* [Description of the task] Restate the whole listing exactly.

(Excerpts from point annotation data)

:::

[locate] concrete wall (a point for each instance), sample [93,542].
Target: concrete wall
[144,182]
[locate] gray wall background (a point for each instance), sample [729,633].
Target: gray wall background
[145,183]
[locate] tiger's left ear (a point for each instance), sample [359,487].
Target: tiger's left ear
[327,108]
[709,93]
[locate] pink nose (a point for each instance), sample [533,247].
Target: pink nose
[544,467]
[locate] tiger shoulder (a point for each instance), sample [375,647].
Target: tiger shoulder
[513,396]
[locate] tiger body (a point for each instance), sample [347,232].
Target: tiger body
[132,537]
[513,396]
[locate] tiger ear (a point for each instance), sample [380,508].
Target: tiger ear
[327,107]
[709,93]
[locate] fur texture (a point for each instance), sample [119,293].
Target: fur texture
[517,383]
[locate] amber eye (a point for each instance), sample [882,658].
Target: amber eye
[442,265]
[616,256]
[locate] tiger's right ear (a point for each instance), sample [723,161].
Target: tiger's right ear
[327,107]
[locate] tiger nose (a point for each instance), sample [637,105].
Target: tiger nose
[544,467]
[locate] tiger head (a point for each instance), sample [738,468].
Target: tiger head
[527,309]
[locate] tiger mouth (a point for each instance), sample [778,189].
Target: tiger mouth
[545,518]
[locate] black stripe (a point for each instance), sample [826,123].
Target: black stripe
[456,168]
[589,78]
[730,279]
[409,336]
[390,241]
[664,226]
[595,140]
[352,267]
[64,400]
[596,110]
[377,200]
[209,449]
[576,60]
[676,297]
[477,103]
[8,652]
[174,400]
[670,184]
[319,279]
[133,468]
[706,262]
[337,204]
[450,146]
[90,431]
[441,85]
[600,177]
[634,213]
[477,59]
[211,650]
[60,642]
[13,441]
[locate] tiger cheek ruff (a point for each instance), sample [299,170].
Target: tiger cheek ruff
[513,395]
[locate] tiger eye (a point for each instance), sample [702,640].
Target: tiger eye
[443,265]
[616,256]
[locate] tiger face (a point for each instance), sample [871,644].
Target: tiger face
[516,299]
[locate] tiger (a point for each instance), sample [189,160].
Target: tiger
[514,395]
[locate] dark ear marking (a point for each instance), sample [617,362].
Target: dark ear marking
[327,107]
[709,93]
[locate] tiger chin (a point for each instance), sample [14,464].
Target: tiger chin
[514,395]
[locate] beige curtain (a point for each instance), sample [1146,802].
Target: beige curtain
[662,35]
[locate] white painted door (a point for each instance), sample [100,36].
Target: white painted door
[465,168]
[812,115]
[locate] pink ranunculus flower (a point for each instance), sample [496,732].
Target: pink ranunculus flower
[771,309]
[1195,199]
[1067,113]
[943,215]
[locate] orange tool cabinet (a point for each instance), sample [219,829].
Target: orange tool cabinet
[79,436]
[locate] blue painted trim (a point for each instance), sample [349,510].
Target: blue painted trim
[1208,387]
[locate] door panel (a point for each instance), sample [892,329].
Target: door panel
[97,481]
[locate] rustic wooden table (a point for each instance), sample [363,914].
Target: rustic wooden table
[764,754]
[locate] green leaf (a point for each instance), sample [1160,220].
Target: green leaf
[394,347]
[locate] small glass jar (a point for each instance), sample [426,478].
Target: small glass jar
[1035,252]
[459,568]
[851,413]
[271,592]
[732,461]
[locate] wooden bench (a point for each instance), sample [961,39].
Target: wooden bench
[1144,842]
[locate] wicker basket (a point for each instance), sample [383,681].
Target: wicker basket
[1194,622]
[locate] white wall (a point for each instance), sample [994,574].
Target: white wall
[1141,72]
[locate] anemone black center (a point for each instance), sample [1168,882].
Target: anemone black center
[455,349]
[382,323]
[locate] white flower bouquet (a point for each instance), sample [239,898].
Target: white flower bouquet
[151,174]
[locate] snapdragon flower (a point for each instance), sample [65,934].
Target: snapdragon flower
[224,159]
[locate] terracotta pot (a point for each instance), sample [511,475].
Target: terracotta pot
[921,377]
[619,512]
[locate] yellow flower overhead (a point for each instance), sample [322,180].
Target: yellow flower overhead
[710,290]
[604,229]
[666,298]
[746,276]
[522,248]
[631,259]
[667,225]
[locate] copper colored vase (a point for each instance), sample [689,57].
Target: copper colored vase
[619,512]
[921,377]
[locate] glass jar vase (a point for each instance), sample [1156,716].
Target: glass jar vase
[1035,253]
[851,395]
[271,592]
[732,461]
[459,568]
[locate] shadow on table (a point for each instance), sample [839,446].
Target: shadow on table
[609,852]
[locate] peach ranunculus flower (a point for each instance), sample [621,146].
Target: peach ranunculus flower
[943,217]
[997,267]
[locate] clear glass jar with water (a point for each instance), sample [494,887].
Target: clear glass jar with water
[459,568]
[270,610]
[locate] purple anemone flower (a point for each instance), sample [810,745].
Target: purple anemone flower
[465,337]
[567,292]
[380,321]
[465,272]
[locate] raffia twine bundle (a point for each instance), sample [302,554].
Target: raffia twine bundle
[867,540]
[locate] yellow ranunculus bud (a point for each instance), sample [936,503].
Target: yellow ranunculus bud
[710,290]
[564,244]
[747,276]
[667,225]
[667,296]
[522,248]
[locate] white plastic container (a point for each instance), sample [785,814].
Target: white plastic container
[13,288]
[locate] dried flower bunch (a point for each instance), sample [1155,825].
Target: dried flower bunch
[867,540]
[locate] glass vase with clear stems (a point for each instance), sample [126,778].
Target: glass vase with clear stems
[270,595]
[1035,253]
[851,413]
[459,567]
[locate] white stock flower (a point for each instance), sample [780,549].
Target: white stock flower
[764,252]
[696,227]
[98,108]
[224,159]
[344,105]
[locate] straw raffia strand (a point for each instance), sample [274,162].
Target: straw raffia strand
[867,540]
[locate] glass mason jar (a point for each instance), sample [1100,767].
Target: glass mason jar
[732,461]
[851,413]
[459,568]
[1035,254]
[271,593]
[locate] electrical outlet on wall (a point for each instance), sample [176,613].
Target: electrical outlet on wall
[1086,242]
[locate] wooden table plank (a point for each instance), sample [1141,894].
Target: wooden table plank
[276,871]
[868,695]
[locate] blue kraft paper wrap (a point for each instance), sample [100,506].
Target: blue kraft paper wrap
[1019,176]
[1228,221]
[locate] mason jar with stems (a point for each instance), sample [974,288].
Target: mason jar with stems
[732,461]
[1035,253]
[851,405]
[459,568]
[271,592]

:::

* [Problem solution]
[locate] concrete wall (a point for each instance), sample [93,542].
Target: concrete wall
[144,182]
[locate] gray wall background (a point for each instance), sample [729,633].
Target: gray wall background
[145,183]
[locate] tiger's left ear (a point for each instance), sample [359,487].
Target: tiger's left ear
[327,108]
[709,93]
[locate] pink nose (a point for each instance), sample [533,247].
Target: pink nose
[544,467]
[locate] tiger shoulder (a point for each instance), sample [375,647].
Target: tiger shoulder
[513,396]
[locate] tiger body (a point for each instance), sample [347,232].
Target: tiger body
[132,537]
[513,396]
[locate] tiger ear (a point for each instance), sample [380,508].
Target: tiger ear
[327,107]
[709,93]
[locate] fur texture (a point for each instance), sample [119,293].
Target: fur texture
[517,383]
[locate] amber eye (a point for each instance), sample [882,658].
Target: amber eye
[442,265]
[616,256]
[locate] tiger's right ear (a point for each instance), sample [723,161].
Target: tiger's right ear
[327,107]
[locate] tiger nose (a point for each instance), sample [637,105].
Target: tiger nose
[544,467]
[locate] tiger head (a point for each instance), sample [738,468].
Target: tiger head
[527,309]
[locate] tiger mouth (a point for each instance), sample [778,189].
Target: tiger mouth
[545,518]
[locate] black stripe (a point for each instance), sample [826,123].
Target: black stripe
[456,168]
[589,78]
[730,279]
[409,336]
[390,241]
[664,226]
[595,140]
[352,267]
[64,400]
[596,110]
[377,200]
[209,449]
[576,60]
[676,297]
[477,103]
[8,652]
[174,400]
[670,184]
[319,279]
[133,468]
[706,262]
[337,204]
[450,146]
[90,431]
[441,85]
[600,177]
[634,213]
[477,59]
[211,650]
[60,642]
[13,441]
[locate] tiger cheek ruff (a point for each instance), sample [299,170].
Target: tiger cheek ruff
[513,395]
[locate] tiger eye (a point for each instance), sample [702,640].
Target: tiger eye
[443,265]
[616,256]
[locate] tiger face (a point for each instance), sample [871,644].
Target: tiger face
[516,299]
[locate] tiger (a point for each instance), sample [189,160].
Target: tiger
[514,395]
[locate] dark ear marking (a point for each instance), sample [617,362].
Target: dark ear marking
[327,107]
[709,93]
[locate] tiger chin (a point for each instance), sample [14,464].
Target: tiger chin
[514,395]
[locate] beige curtain (a point for each instance), sample [1146,802].
Target: beige curtain
[662,35]
[locate] white painted door (a point for each instance), sample [100,36].
Target: white painted door
[465,168]
[812,115]
[locate] pink ranunculus flower (a point for each instance), sample [496,732].
Target: pink ranunculus flower
[771,309]
[1195,199]
[1067,113]
[943,215]
[locate] orange tool cabinet (a point for each instance), sample [219,829].
Target: orange tool cabinet
[79,436]
[locate] blue painted trim (a point for each instance), sample [349,510].
Target: blue painted trim
[1208,387]
[locate] door panel (a point for each instance), sample [892,329].
Target: door panel
[97,481]
[locate] rustic wooden table (a point for each instance), sample [363,914].
Target: rustic wooden table
[764,754]
[locate] green leaf (a point for each instance), sample [1160,220].
Target: green leaf
[394,347]
[locate] small glass jar (a point for each instance), sample [426,478].
Target: small glass jar
[1035,252]
[459,568]
[851,413]
[271,592]
[732,461]
[locate] wooden bench (a point for each instance), sample [961,39].
Target: wooden bench
[1144,842]
[locate] wicker basket (a point for each instance), sample [383,681].
Target: wicker basket
[1194,622]
[locate] white wall (a point for each instance), sample [994,574].
Target: white wall
[1141,72]
[locate] anemone black center (a point for each instance), sample [1168,882].
Target: anemone black center
[455,349]
[382,323]
[locate] white flower bouquet (a point for each instance), sample [239,898].
Target: white flower bouquet
[151,174]
[locate] snapdragon flower (a point for each instance), sample [65,934].
Target: snapdragon flower
[224,159]
[locate] terracotta pot (a point for each instance), sample [511,475].
Target: terracotta pot
[921,377]
[619,512]
[locate] yellow flower overhead (a point for each instance), sample [322,180].
Target: yellow flower overhead
[710,290]
[604,229]
[666,298]
[746,276]
[522,248]
[631,259]
[667,225]
[locate] copper colored vase (a point for each instance), sample [689,57].
Target: copper colored vase
[619,512]
[921,377]
[locate] glass jar vase (a point for each instance), sample [1156,716].
Target: glass jar vase
[1035,253]
[851,395]
[271,592]
[732,461]
[459,568]
[locate] shadow on table (a point for each instance), sample [839,446].
Target: shadow on table
[609,852]
[locate] peach ranunculus flower (a point for each instance), sample [621,146].
Target: peach ranunculus flower
[943,217]
[997,267]
[locate] clear glass jar with water (a point for each instance), sample [494,887].
Target: clear glass jar with water
[459,568]
[270,610]
[locate] purple anemone flower (a point for each instance), sample [810,745].
Target: purple anemone flower
[465,337]
[567,292]
[380,321]
[465,272]
[locate] raffia twine bundle (a point for each instance), sample [302,554].
Target: raffia twine bundle
[867,540]
[locate] yellow ranunculus bud (a point for each instance), sample [936,503].
Target: yellow ranunculus bud
[710,290]
[564,244]
[747,276]
[667,225]
[667,296]
[522,248]
[locate] white plastic container (a point for each instance), sample [785,814].
Target: white plastic container
[13,288]
[locate] dried flower bunch (a point for each instance), sample [1155,825].
Target: dried flower bunch
[867,540]
[locate] glass vase with clear stems (a point for each instance), sample [126,778].
Target: glass vase with clear stems
[270,595]
[1035,253]
[851,413]
[459,567]
[locate] white stock flower (a point for each instance), sample [780,549].
Target: white stock flower
[764,252]
[696,227]
[98,108]
[224,159]
[344,105]
[locate] straw raffia strand (a point for each instance), sample [274,162].
Target: straw raffia strand
[867,540]
[locate] glass mason jar (a point for each instance), sample [1100,767].
Target: glass mason jar
[732,461]
[851,413]
[459,568]
[1035,254]
[271,593]
[locate] electrical outlet on wall (a point for each instance), sample [176,613].
Target: electrical outlet on wall
[1086,242]
[locate] wooden table plank (a point for each instance), sample [1141,894].
Target: wooden table plank
[276,871]
[868,695]
[locate] blue kraft paper wrap (a point for each instance), sample [100,506].
Target: blue kraft paper wrap
[1019,176]
[1228,221]
[locate] mason jar with stems (a point for each instance), sample [974,288].
Target: mason jar with stems
[732,461]
[1035,253]
[851,405]
[459,568]
[271,592]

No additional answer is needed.